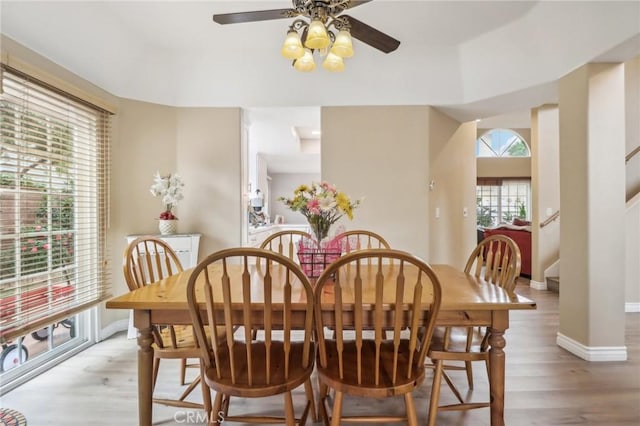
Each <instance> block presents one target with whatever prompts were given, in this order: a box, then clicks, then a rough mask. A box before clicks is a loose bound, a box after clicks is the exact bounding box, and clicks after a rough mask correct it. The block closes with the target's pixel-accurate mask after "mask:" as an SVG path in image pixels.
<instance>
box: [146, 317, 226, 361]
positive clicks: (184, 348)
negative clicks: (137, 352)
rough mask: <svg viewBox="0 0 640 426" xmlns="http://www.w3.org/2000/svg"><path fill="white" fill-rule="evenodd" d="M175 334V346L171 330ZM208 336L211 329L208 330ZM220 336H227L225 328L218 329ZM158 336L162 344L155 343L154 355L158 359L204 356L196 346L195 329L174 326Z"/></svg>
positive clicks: (188, 325) (163, 331)
mask: <svg viewBox="0 0 640 426" xmlns="http://www.w3.org/2000/svg"><path fill="white" fill-rule="evenodd" d="M172 328H173V332H174V333H175V345H174V340H173V338H172V336H171V329H172ZM206 332H207V335H208V334H209V333H208V332H209V329H208V328H207V329H206ZM216 333H217V334H218V336H220V337H223V336H224V335H225V328H224V327H217V328H216ZM158 335H159V336H160V342H159V344H158V343H154V345H153V350H154V354H155V355H156V357H158V358H200V356H201V355H202V354H201V352H200V348H198V346H197V345H196V337H195V335H194V334H193V327H192V326H190V325H177V326H176V325H174V326H169V327H165V328H163V329H162V330H161V331H160V332H159V333H158Z"/></svg>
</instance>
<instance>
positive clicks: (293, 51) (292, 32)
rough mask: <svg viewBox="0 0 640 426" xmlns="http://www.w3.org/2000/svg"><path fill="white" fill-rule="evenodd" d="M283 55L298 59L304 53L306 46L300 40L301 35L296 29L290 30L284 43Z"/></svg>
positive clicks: (290, 57)
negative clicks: (303, 46)
mask: <svg viewBox="0 0 640 426" xmlns="http://www.w3.org/2000/svg"><path fill="white" fill-rule="evenodd" d="M281 52H282V56H284V57H285V58H287V59H298V58H301V57H302V56H303V55H304V47H302V42H301V41H300V35H298V33H297V32H295V31H289V32H288V33H287V37H286V38H285V39H284V44H283V45H282V50H281Z"/></svg>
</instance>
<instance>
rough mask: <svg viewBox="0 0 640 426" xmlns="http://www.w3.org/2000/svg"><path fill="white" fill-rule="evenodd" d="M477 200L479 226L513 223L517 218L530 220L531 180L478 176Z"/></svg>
mask: <svg viewBox="0 0 640 426" xmlns="http://www.w3.org/2000/svg"><path fill="white" fill-rule="evenodd" d="M476 200H477V206H476V209H477V211H476V214H477V223H478V226H482V227H490V226H495V225H498V224H499V223H501V222H507V223H511V222H512V221H513V219H515V218H518V219H522V220H528V218H529V217H530V211H531V181H530V180H529V179H498V178H478V185H477V186H476Z"/></svg>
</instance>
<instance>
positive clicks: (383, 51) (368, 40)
mask: <svg viewBox="0 0 640 426" xmlns="http://www.w3.org/2000/svg"><path fill="white" fill-rule="evenodd" d="M341 17H343V18H347V19H348V20H349V25H350V26H351V37H354V38H357V39H358V40H360V41H361V42H363V43H367V44H368V45H369V46H371V47H375V48H376V49H378V50H381V51H383V52H384V53H390V52H393V51H394V50H396V49H397V48H398V46H400V41H398V40H396V39H395V38H393V37H391V36H389V35H387V34H385V33H383V32H381V31H378V30H376V29H375V28H373V27H371V26H369V25H367V24H365V23H364V22H362V21H358V20H357V19H356V18H353V17H351V16H348V15H341Z"/></svg>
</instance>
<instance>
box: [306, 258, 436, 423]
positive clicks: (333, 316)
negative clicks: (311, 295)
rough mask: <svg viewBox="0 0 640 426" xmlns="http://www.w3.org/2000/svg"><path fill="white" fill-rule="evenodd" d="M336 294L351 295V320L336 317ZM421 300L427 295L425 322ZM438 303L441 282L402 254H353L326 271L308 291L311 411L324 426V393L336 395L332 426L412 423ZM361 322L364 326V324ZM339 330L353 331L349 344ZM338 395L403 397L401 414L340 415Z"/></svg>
mask: <svg viewBox="0 0 640 426" xmlns="http://www.w3.org/2000/svg"><path fill="white" fill-rule="evenodd" d="M409 286H411V287H409ZM383 293H384V296H383ZM343 294H349V295H352V296H351V297H353V301H351V300H350V301H349V304H351V303H352V304H353V313H354V315H353V316H347V315H345V314H344V313H343ZM423 294H431V295H432V297H431V304H430V307H429V311H428V314H427V315H426V319H424V316H425V315H424V314H425V313H424V311H423V309H424V307H423V304H422V302H421V301H422V297H423ZM440 300H441V291H440V282H439V281H438V277H437V276H436V275H435V273H434V272H433V270H432V269H431V267H430V266H429V265H427V264H426V263H424V262H423V261H421V260H420V259H418V258H416V257H415V256H413V255H411V254H409V253H406V252H402V251H397V250H390V249H370V250H359V251H355V252H352V253H350V254H347V255H345V256H342V257H341V258H340V259H338V260H337V261H335V262H334V263H332V264H331V265H329V267H328V268H327V269H326V270H325V271H324V272H323V273H322V275H321V276H320V277H319V278H318V281H317V283H316V289H315V315H316V335H317V342H318V358H317V373H318V381H319V383H320V393H319V401H318V406H319V410H320V414H321V416H320V417H321V418H322V419H323V420H324V423H325V424H329V415H328V410H327V408H328V407H327V403H328V398H329V390H330V389H333V390H334V391H335V395H334V401H333V408H332V410H331V424H332V425H340V424H342V423H345V422H360V423H362V422H367V421H368V422H384V421H388V422H397V421H403V420H407V421H408V424H409V425H417V424H418V423H417V416H416V411H415V406H414V401H413V396H412V391H413V390H414V389H416V388H417V387H418V386H419V385H420V384H421V383H422V381H423V379H424V374H425V366H424V360H425V356H426V354H427V350H428V347H429V343H430V340H431V335H432V332H433V328H434V323H435V318H436V317H437V314H438V311H439V309H440ZM328 303H330V304H332V307H333V308H334V309H333V312H331V313H327V312H326V304H328ZM323 305H325V312H323V311H322V309H321V307H322V306H323ZM364 318H368V319H369V320H370V322H368V323H367V324H363V322H364V321H363V319H364ZM327 326H330V327H333V328H335V329H336V333H335V337H333V338H327V337H326V336H325V333H323V330H324V327H327ZM346 327H348V328H349V330H353V332H354V338H352V339H346V338H345V337H344V335H345V333H344V330H345V328H346ZM387 328H391V329H392V330H393V332H394V333H393V339H391V340H385V339H384V338H383V336H384V330H385V329H387ZM371 330H373V331H371ZM403 330H404V331H403ZM401 331H402V334H401ZM345 394H349V395H356V396H361V397H371V398H387V397H394V396H399V395H403V396H404V402H405V409H406V413H405V414H404V415H395V416H393V415H391V416H383V415H382V414H381V415H371V414H370V413H367V414H366V415H351V416H344V415H343V413H342V409H343V400H344V395H345ZM352 414H353V413H352Z"/></svg>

........

### Work instructions
Go through the data and return every word of it verbatim, leaving out the pictures.

### Final answer
Each <instance> block presents one target with whatever prompts were given, in this order: a box, then clicks, then a rough mask. A box before clicks is a loose bound, a box after clicks is the exact bounding box, and clicks after a rough mask correct it. The block closes with the target's pixel-accurate mask after "mask:" as an SVG path in image pixels.
<instance>
box: [146, 317, 226, 361]
positive clicks: (184, 348)
negative clicks: (137, 352)
rough mask: <svg viewBox="0 0 640 426" xmlns="http://www.w3.org/2000/svg"><path fill="white" fill-rule="evenodd" d="M175 334V346L171 330ZM208 336L211 329L208 330ZM220 336H227L225 328L218 329ZM158 336L162 344L155 343L154 355L158 359L204 356L196 346L195 329L174 326Z"/></svg>
positive clicks: (188, 325) (163, 331)
mask: <svg viewBox="0 0 640 426" xmlns="http://www.w3.org/2000/svg"><path fill="white" fill-rule="evenodd" d="M172 328H173V332H174V333H175V345H174V340H173V338H172V336H171V329H172ZM206 332H207V335H208V334H209V333H208V332H209V329H208V328H207V329H206ZM216 333H217V334H218V336H220V337H223V336H224V335H225V328H224V327H217V328H216ZM158 335H159V336H160V342H159V344H158V343H154V345H153V350H154V354H155V355H156V357H158V358H200V356H201V355H202V354H201V352H200V348H198V346H197V345H196V337H195V335H194V334H193V327H192V326H190V325H177V326H176V325H174V326H169V327H165V328H163V329H162V330H161V331H160V332H159V333H158Z"/></svg>
</instance>
<instance>
positive clicks: (293, 51) (292, 32)
rough mask: <svg viewBox="0 0 640 426" xmlns="http://www.w3.org/2000/svg"><path fill="white" fill-rule="evenodd" d="M283 55L298 59L304 53L306 46L300 40L301 35L296 29L290 30L284 43Z"/></svg>
positive clicks: (290, 57)
negative clicks: (303, 46)
mask: <svg viewBox="0 0 640 426" xmlns="http://www.w3.org/2000/svg"><path fill="white" fill-rule="evenodd" d="M281 52H282V56H284V57H285V58H287V59H298V58H301V57H302V56H303V55H304V47H302V42H301V41H300V35H298V33H297V32H295V31H289V32H288V33H287V37H286V38H285V39H284V44H283V45H282V50H281Z"/></svg>
</instance>
<instance>
rough mask: <svg viewBox="0 0 640 426" xmlns="http://www.w3.org/2000/svg"><path fill="white" fill-rule="evenodd" d="M477 200L479 226L513 223L517 218L530 220L531 180L478 176Z"/></svg>
mask: <svg viewBox="0 0 640 426" xmlns="http://www.w3.org/2000/svg"><path fill="white" fill-rule="evenodd" d="M476 200H477V206H476V209H477V211H476V214H477V223H478V226H482V227H490V226H495V225H498V224H499V223H501V222H507V223H511V222H512V221H513V219H515V218H518V219H522V220H528V218H529V217H530V211H531V181H530V180H529V179H498V178H478V185H477V186H476Z"/></svg>
</instance>
<instance>
positive clicks: (383, 51) (368, 40)
mask: <svg viewBox="0 0 640 426" xmlns="http://www.w3.org/2000/svg"><path fill="white" fill-rule="evenodd" d="M341 17H343V18H347V19H348V20H349V25H350V26H351V37H354V38H357V39H358V40H360V41H361V42H363V43H367V44H368V45H369V46H371V47H375V48H376V49H378V50H381V51H383V52H384V53H390V52H393V51H394V50H396V49H397V48H398V46H400V41H398V40H396V39H395V38H393V37H391V36H389V35H387V34H385V33H383V32H381V31H378V30H376V29H375V28H373V27H371V26H369V25H367V24H365V23H364V22H362V21H358V20H357V19H356V18H353V17H351V16H348V15H341Z"/></svg>
</instance>
<instance>
box: [306, 258, 436, 423]
positive clicks: (333, 316)
negative clicks: (311, 295)
rough mask: <svg viewBox="0 0 640 426" xmlns="http://www.w3.org/2000/svg"><path fill="white" fill-rule="evenodd" d="M336 294L351 295V320L336 317ZM421 300L427 295L425 322ZM438 303L441 282L402 254H353L326 271L308 291L311 411L324 426V393L336 395L332 426L412 423ZM361 322L364 326V324ZM339 330L353 331L349 344ZM338 395L403 397L401 414L340 415Z"/></svg>
mask: <svg viewBox="0 0 640 426" xmlns="http://www.w3.org/2000/svg"><path fill="white" fill-rule="evenodd" d="M409 286H411V287H409ZM383 293H384V296H383ZM343 294H349V295H352V296H351V297H353V301H351V300H350V301H349V304H351V303H352V304H353V313H354V315H353V316H347V315H345V314H344V313H343ZM423 294H431V295H432V297H431V304H430V307H429V311H428V314H427V315H426V319H424V316H425V315H424V314H425V313H424V311H423V309H424V307H423V304H422V302H421V301H422V297H423ZM440 300H441V291H440V282H439V281H438V277H437V276H436V275H435V273H434V272H433V270H432V269H431V267H430V266H429V265H427V264H426V263H424V262H423V261H421V260H420V259H418V258H416V257H415V256H413V255H411V254H409V253H406V252H402V251H397V250H390V249H370V250H359V251H355V252H352V253H350V254H347V255H345V256H342V257H341V258H340V259H338V260H337V261H335V262H334V263H332V264H331V265H329V267H328V268H327V269H326V270H325V271H324V272H323V273H322V275H321V276H320V277H319V278H318V281H317V283H316V289H315V315H316V335H317V342H318V358H317V373H318V381H319V383H320V393H319V401H318V406H319V410H320V414H321V416H320V417H321V418H322V419H323V420H324V423H325V424H329V415H328V410H327V408H328V407H327V403H328V398H329V390H330V389H333V390H334V391H335V395H334V401H333V408H332V410H331V424H332V425H340V424H342V423H345V422H360V423H362V422H367V421H368V422H384V421H388V422H397V421H403V420H407V421H408V424H409V425H417V424H418V423H417V416H416V411H415V406H414V401H413V396H412V391H413V390H414V389H416V388H417V387H418V386H419V385H420V384H421V383H422V381H423V379H424V374H425V366H424V360H425V356H426V354H427V350H428V347H429V343H430V340H431V335H432V332H433V328H434V323H435V318H436V317H437V314H438V311H439V309H440ZM328 303H330V304H332V307H333V308H334V309H333V312H331V313H327V312H326V304H328ZM323 305H325V312H323V311H322V309H321V307H322V306H323ZM364 318H368V319H369V320H370V322H368V323H367V324H363V322H364V321H363V319H364ZM327 326H330V327H333V328H335V329H336V333H335V337H333V338H327V337H326V336H325V333H323V330H324V327H327ZM346 327H348V328H349V330H353V332H354V338H352V339H346V338H345V337H344V335H345V333H344V330H345V328H346ZM387 328H391V329H392V330H393V332H394V333H393V339H391V340H385V339H384V338H383V336H384V330H385V329H387ZM371 330H373V331H371ZM403 330H404V331H403ZM401 331H402V334H401ZM345 394H349V395H356V396H361V397H371V398H387V397H394V396H399V395H403V396H404V402H405V409H406V413H405V414H404V415H395V416H393V415H391V416H383V415H382V414H381V415H371V414H370V413H367V414H366V415H351V416H344V415H343V413H342V409H343V400H344V395H345ZM352 414H353V413H352Z"/></svg>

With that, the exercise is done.